>> START
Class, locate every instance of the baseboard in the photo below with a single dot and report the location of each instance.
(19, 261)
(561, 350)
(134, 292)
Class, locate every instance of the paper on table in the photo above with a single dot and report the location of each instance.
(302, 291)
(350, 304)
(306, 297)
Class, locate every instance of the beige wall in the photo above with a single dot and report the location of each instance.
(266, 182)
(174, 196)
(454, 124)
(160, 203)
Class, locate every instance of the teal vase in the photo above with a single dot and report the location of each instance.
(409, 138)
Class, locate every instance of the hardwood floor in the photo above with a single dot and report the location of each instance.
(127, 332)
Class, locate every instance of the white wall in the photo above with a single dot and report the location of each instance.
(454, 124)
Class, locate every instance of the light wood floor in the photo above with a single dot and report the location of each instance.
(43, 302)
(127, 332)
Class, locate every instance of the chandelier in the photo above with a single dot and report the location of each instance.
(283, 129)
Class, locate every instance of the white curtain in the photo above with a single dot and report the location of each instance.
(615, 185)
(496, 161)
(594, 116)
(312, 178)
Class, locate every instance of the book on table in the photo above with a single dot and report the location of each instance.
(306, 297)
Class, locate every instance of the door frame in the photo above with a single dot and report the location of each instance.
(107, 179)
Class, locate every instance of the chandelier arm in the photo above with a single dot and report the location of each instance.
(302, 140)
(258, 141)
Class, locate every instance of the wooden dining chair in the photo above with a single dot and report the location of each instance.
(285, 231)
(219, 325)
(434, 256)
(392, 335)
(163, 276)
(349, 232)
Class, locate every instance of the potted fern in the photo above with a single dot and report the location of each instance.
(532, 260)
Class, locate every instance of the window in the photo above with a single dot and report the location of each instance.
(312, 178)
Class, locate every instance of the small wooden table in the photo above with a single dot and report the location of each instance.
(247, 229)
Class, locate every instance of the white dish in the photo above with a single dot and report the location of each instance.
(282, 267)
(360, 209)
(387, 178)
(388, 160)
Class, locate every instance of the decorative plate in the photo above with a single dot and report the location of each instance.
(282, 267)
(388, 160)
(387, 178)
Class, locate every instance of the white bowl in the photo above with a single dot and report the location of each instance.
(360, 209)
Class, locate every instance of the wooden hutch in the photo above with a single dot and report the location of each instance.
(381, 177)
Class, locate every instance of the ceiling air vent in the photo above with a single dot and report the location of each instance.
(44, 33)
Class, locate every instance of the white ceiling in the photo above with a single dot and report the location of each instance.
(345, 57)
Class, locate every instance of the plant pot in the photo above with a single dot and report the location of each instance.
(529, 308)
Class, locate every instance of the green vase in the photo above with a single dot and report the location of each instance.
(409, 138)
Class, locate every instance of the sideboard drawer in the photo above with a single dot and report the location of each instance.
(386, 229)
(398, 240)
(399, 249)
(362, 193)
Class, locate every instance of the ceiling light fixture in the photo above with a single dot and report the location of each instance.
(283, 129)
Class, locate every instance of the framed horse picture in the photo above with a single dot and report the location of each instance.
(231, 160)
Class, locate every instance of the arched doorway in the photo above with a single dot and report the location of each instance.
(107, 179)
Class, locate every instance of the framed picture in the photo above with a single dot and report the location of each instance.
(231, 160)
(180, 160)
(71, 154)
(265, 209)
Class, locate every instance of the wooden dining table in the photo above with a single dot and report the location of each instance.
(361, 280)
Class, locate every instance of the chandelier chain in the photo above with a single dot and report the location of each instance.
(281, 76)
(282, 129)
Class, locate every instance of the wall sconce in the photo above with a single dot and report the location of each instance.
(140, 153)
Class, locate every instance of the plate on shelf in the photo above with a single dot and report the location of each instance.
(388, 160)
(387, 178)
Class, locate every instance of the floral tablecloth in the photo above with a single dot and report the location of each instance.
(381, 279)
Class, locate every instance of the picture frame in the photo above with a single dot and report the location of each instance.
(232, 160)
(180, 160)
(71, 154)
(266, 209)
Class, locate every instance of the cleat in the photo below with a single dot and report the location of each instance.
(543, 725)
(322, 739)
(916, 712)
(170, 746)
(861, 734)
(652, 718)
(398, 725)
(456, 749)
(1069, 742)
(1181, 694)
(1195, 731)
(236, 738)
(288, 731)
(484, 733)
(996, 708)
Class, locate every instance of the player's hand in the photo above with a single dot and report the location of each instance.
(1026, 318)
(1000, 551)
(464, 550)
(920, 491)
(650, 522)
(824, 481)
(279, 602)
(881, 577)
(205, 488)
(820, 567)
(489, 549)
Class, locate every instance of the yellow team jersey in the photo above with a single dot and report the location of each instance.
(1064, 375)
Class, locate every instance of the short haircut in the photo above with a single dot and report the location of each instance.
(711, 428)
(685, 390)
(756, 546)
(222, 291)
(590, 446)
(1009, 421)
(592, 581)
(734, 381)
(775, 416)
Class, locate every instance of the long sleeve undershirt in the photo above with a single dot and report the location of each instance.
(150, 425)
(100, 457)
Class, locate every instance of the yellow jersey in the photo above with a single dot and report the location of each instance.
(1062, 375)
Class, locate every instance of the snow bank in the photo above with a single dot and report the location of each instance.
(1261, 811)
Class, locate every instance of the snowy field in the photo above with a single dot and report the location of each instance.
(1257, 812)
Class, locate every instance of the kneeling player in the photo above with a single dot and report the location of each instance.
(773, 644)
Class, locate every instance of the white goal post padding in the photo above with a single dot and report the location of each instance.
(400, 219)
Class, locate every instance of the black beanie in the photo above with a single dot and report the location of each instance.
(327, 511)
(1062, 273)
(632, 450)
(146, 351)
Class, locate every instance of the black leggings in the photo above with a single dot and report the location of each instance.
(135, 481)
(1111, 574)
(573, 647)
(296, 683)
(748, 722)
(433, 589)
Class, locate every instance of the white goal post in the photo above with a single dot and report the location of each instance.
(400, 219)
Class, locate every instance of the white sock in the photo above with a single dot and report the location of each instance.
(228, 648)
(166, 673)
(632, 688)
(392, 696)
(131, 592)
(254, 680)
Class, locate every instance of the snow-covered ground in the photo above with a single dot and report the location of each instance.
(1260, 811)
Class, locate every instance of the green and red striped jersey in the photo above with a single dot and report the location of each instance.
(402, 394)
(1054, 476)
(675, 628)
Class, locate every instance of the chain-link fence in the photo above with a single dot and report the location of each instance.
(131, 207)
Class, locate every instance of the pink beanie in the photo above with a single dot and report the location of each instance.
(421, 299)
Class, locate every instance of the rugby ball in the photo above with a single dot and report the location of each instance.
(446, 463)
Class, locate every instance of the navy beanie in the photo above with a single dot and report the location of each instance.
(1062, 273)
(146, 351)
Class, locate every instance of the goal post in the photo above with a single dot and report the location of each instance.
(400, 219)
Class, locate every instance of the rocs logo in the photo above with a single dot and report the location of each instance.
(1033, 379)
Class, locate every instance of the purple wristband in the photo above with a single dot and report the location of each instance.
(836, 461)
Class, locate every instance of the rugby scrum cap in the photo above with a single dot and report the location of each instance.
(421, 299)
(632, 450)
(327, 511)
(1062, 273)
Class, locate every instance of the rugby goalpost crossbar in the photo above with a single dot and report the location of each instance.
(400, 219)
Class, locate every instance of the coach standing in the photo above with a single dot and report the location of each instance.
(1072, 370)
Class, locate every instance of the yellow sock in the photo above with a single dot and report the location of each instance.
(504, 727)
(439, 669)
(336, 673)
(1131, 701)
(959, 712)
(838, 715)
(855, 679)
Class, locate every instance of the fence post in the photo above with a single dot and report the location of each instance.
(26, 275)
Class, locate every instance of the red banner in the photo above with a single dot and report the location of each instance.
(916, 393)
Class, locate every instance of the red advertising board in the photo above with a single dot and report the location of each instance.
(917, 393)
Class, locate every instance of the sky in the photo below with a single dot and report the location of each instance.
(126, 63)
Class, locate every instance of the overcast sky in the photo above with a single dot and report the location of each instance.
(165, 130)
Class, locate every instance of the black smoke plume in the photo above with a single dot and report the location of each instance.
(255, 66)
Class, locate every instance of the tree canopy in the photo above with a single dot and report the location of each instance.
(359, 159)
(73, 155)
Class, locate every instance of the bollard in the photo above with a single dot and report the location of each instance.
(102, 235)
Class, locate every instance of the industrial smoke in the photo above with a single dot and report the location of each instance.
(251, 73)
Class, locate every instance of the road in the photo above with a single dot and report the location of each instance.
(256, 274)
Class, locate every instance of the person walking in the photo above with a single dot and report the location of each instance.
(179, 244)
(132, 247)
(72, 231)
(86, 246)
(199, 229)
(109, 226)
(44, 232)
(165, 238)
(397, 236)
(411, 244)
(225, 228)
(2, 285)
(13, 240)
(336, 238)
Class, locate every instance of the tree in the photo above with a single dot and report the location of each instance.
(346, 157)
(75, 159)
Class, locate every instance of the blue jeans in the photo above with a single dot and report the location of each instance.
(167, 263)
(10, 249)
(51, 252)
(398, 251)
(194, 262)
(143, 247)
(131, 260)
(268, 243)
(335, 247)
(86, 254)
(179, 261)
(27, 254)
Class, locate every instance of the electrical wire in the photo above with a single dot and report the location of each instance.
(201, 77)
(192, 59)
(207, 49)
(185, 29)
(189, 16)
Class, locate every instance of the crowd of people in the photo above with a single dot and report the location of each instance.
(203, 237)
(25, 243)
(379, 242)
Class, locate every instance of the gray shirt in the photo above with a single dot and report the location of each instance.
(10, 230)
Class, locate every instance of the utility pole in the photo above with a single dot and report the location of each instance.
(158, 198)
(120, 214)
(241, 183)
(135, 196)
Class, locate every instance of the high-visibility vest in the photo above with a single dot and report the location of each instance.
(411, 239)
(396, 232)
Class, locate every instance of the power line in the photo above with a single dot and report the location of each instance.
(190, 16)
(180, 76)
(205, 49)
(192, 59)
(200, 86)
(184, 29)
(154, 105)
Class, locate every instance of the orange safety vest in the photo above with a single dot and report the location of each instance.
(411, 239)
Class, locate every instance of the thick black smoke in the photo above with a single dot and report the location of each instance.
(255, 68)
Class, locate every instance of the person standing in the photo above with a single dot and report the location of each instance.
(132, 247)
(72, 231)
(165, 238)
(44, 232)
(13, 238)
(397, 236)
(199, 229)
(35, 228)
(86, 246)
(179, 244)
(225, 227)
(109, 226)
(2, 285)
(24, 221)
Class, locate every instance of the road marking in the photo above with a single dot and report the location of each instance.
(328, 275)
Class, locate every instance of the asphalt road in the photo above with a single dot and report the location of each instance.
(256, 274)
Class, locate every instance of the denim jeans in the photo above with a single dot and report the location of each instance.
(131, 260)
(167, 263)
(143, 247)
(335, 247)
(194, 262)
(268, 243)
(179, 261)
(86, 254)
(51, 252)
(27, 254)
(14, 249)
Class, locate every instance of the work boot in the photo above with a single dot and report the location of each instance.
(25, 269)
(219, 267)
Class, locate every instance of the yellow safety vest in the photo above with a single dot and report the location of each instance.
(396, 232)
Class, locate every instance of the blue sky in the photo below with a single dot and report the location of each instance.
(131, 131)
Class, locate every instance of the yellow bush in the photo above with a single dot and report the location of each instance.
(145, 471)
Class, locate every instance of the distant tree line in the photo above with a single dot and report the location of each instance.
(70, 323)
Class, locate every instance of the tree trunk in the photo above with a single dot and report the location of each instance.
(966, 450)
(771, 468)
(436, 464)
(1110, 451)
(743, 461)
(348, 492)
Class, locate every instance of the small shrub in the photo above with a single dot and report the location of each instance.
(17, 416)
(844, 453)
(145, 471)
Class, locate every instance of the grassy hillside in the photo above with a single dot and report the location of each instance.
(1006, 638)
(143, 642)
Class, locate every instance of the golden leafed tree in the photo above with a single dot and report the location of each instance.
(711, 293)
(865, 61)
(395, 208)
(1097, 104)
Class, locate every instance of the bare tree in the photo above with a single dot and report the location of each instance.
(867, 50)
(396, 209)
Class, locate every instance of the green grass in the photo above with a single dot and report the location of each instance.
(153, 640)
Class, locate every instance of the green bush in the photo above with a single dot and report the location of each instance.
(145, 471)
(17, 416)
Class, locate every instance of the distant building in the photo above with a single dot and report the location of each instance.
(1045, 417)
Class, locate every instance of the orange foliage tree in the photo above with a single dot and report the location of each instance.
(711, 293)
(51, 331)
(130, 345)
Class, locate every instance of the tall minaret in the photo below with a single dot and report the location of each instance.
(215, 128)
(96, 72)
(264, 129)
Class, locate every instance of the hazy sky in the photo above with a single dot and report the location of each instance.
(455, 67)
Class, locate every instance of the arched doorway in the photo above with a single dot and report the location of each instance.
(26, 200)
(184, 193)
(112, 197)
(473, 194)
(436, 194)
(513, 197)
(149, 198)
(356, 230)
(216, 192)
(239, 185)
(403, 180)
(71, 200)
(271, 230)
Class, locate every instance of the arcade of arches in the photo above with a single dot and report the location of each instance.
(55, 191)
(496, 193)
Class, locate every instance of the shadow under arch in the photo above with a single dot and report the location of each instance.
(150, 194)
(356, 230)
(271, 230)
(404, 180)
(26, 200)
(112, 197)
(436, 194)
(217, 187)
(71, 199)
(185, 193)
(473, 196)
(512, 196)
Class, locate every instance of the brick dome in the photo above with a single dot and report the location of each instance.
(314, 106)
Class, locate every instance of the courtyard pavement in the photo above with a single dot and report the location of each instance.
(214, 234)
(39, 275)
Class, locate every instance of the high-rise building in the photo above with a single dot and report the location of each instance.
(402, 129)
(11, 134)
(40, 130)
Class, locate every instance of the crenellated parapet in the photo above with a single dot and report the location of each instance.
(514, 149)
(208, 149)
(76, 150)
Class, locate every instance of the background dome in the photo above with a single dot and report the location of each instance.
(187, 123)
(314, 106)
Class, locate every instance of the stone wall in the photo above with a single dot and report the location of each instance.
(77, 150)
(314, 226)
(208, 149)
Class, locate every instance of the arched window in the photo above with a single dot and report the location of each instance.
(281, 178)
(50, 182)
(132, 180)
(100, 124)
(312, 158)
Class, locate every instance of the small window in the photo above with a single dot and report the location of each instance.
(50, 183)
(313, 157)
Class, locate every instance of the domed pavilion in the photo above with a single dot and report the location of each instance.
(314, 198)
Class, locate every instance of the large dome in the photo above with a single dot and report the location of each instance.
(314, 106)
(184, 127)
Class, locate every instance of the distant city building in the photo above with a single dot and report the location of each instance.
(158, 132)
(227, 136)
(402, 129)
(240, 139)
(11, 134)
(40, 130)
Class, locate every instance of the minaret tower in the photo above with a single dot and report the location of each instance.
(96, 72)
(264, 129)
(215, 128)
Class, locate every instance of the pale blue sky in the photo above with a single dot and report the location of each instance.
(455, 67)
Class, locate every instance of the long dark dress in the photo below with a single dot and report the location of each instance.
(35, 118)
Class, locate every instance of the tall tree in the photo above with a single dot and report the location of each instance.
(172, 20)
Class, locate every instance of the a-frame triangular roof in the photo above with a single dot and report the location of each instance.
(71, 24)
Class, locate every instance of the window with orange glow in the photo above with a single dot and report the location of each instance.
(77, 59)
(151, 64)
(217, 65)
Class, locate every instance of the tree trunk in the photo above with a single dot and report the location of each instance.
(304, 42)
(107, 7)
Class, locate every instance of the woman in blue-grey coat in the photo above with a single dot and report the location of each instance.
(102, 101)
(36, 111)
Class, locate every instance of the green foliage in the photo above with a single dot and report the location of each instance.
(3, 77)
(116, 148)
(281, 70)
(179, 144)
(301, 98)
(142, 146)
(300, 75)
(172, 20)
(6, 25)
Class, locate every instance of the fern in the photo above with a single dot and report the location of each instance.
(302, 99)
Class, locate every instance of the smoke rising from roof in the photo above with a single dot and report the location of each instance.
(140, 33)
>> END
* _TASK PROMPT_: Restate word for word the lines from the one holding "Class, locate every instance of the small window" to the end of the listing, both ends included, and nothing more.

* _SOLUTION TO THE PROBLEM_:
Class, locate every instance of the small window in the photo above with a single dot and report the location of each instance.
(50, 183)
(313, 157)
Class, locate every instance of the domed pavilion in the photo above with a single dot and report the location of each instance.
(314, 198)
Class, locate every instance of the large dome in the photo above with a single dot and report the location of each instance.
(314, 106)
(184, 127)
Class, locate every instance of the distant city building in the photo above with a single dot and report the location of each instance.
(158, 132)
(227, 136)
(402, 129)
(240, 139)
(11, 134)
(40, 130)
Class, locate every instance of the minaret tower in the photo above with a single dot and report the location of each instance.
(96, 72)
(264, 129)
(215, 128)
Class, locate every instance of the pale blue sky in the photo above with a single dot and report the location of each instance.
(455, 67)
Class, locate every instance of the long dark dress in the photo below with a single dot and report the location of each instance.
(35, 118)
Class, locate every instance of the tall tree in the photo above with a single dot and report the location of each instance.
(172, 20)
Class, locate every instance of the a-frame triangular roof in the photo above with a single dot and report the location of each instance.
(71, 24)
Class, locate every instance of the window with orange glow in the photo above with a single dot and report the location of each instance.
(77, 59)
(151, 64)
(217, 65)
Class, locate every instance of the tree trunk in the photo above with a single dot and report the location of each instance.
(304, 42)
(107, 7)
Class, locate every instance of the woman in blue-grey coat in the photo above with a single dot and report the location of each instance.
(102, 101)
(36, 111)
Class, locate every instance of the green foliage in the photo above with a single dot and report the location of each instance.
(3, 77)
(116, 148)
(281, 70)
(179, 144)
(301, 98)
(142, 146)
(300, 75)
(172, 20)
(6, 25)
Class, locate every instance of the fern in the photo above with a single dot and report the location of each instance.
(302, 99)
Class, locate every instance of the smoke rising from roof in the photo above with a single dot and report the location of each instance.
(140, 33)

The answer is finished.